What you should do:
Copy every row below, requests included, but leave out the pictures. Multiply each x and y coordinate in the answers by 0.6 and round to a whole number, rounding halves up. Keep the coordinates in the requests and their samples unchanged.

Recorded information:
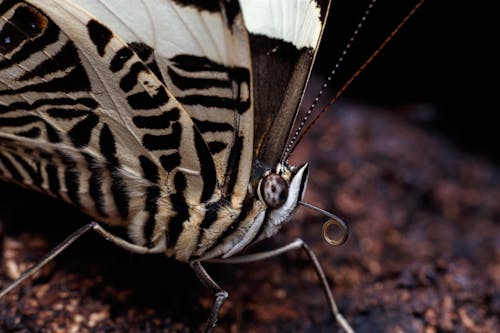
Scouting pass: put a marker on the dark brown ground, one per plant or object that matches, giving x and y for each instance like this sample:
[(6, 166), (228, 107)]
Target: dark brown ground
[(423, 253)]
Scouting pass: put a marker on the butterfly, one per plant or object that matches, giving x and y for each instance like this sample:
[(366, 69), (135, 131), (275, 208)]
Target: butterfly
[(168, 118)]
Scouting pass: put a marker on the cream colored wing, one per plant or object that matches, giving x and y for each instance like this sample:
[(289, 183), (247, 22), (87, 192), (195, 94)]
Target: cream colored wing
[(284, 38), (200, 49), (83, 118)]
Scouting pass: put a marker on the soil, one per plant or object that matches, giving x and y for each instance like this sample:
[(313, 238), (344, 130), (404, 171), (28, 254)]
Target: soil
[(423, 254)]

In response:
Scouting pass: put a marker on the dark brown ground, one per plant or object that matches, giving x and y for each instance like this sample:
[(6, 166), (228, 107)]
Target: dark brown ground
[(254, 152)]
Scouting pass: put a marker on the butterfly, one per plant or object that matches, giving x and y for each instance like this sample:
[(366, 69), (135, 131), (275, 208)]
Target: butterfly
[(101, 71)]
Scouting pass: put a marker on the cream colored wing, one per plant or object that matches, giving x and y for each instance like this sample:
[(289, 183), (247, 22), (87, 192), (195, 94)]
Target: cream colored wing
[(170, 23), (120, 29), (50, 71)]
Scouting pass: put a marker on the soil, one per plant or object that matches, giving x and y for each instance like this sample:
[(313, 238), (344, 130), (404, 171), (28, 254)]
Target: soil
[(254, 152)]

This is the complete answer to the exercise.